**GIVEN INSTRUCTION 1**: Copy the records from the line with "Mark every instance of the red chinese" to the line with "x=555 y=476", both included, reproducing each line without any change.

_ _ _ _

• Josef Bacik's avatar
    btrfs: set start on clone before calling copy_extent_buffer_full · 53e24158
    Josef Bacik authored
    Our subpage testing started hanging on generic/560 and I bisected it
    down to 1cab1375 ("btrfs: reuse cloned extent buffer during
    fiemap to avoid re-allocations").  This is subtle because we use
    eb->start to figure out where in the folio we're copying to when we're
    subpage, as our ->start may refer to an area inside of the folio.
    
    For example, assume a 16K page size machine with a 4K node size, and
    assume that we already have a cloned extent buffer when we cloned the
    previous search.
    
    copy_extent_buffer_full() will do the following when copying the extent
    buffer path->nodes[0] (src) into cloned (dest):
    
      src->start = 8k; // this is the new leaf we're cloning
      cloned->start = 4k; // this is left over from the previous clone
    
      src_addr = folio_address(src->folios[0]);
      dest_addr = folio_address(dest->folios[0]);
    
      memcpy(dest_addr + get_eb_offset_in_folio(dst, 0),
    	 src_addr + get_eb_offset_in_folio(src, 0), src->len);
    
    Now get_eb_offset_in_folio() is where the problems occur, because for
    sub-pagesize blocksize we can have multiple eb's per folio, the code for
    this is as follows
    
      size_t get_eb_offset_in_folio(eb, offset) {
    	  return (eb->start + offset & (folio_size(eb->folio[0]) - 1));
      }
    
    So in the above example we are copying into offset 4K inside the folio.

_ _ _ _

**GIVEN INSTRUCTION 2**:
Answer these questions about the btrfs commit message:
(a) Which test started hanging during the subpage testing?
(b) What page size and node size does the example assume?
(c) At what offset inside the folio does the example end up copying?

Point placement records
_ _ _ _

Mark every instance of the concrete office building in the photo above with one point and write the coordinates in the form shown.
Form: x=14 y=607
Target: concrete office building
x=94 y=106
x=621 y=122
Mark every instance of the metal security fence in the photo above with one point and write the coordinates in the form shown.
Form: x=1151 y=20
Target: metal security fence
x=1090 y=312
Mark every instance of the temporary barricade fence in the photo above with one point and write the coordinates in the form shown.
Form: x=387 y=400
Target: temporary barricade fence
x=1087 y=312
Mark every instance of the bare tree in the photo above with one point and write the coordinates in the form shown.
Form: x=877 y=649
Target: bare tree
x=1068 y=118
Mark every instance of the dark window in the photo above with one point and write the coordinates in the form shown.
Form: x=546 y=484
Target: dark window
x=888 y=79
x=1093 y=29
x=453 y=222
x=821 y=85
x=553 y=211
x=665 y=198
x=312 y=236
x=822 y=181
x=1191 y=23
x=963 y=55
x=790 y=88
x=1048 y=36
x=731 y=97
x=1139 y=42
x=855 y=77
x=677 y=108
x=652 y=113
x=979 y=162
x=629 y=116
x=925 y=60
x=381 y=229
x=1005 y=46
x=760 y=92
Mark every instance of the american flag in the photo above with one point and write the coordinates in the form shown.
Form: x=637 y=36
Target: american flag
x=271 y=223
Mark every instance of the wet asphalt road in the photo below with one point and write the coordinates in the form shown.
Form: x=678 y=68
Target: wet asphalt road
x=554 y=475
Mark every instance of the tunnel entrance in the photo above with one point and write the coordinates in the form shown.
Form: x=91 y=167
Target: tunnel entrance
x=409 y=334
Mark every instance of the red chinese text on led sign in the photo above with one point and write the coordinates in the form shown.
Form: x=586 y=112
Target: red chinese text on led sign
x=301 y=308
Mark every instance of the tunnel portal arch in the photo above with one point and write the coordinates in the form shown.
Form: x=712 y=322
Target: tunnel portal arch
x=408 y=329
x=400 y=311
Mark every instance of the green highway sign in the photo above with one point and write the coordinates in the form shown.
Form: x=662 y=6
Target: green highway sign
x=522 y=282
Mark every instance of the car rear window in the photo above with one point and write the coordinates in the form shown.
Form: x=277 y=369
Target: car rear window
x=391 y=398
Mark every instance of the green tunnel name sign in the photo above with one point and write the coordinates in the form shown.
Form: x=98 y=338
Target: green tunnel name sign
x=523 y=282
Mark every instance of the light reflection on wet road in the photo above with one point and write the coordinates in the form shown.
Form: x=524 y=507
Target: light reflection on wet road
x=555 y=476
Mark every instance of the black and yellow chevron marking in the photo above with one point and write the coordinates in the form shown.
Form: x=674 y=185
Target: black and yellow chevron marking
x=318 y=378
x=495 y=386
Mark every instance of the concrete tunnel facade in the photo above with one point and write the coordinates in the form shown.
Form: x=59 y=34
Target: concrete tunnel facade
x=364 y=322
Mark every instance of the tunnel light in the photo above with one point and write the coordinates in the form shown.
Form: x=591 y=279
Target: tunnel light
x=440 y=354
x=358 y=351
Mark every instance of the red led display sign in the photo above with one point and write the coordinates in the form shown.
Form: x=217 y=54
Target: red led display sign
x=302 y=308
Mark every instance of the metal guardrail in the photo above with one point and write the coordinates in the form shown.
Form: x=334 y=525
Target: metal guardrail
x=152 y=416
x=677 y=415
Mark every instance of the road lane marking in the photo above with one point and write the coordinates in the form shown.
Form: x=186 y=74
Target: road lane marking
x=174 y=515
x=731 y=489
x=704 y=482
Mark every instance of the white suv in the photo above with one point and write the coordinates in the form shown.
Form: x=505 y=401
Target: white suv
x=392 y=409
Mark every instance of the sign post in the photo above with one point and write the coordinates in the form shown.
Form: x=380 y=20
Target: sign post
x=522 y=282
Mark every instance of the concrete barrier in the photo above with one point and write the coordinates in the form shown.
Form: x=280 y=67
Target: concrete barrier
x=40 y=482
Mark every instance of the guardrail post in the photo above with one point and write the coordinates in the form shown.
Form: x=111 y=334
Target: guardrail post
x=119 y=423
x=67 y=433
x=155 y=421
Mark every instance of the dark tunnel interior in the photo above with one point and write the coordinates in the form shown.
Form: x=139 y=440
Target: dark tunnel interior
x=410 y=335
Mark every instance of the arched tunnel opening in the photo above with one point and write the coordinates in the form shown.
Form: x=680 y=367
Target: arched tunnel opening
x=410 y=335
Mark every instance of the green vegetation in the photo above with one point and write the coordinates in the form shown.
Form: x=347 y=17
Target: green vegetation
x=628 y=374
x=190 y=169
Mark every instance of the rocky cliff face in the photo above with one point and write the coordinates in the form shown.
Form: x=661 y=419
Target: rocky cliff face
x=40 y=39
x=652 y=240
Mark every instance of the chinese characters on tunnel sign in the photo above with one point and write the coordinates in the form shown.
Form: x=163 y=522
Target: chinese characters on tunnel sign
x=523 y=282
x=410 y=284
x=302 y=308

_ _ _ _

**WRITTEN RESPONSE 1**:
Mark every instance of the red chinese text on led sign in the photo above with one point and write the coordinates in the form shown.
Form: x=586 y=112
Target: red chinese text on led sign
x=301 y=308
Mark every instance of the tunnel portal arch in the photo above with one point and write the coordinates in the form shown.
Form: x=712 y=322
Target: tunnel portal arch
x=408 y=329
x=400 y=311
Mark every instance of the green highway sign in the photo above with one point and write the coordinates in the form shown.
Form: x=662 y=6
Target: green highway sign
x=522 y=282
Mark every instance of the car rear window in the photo above with one point and write the coordinates in the form shown.
Form: x=277 y=369
Target: car rear window
x=391 y=398
Mark every instance of the green tunnel name sign in the photo above with one point and write the coordinates in the form shown.
Form: x=98 y=338
Target: green tunnel name sign
x=523 y=282
Mark every instance of the light reflection on wet road in the photo above with one point and write the coordinates in the form shown.
Form: x=524 y=507
Target: light reflection on wet road
x=555 y=476

**WRITTEN RESPONSE 2**:
(a) generic/560
(b) A 16K page size and a 4K node size
(c) Offset 4K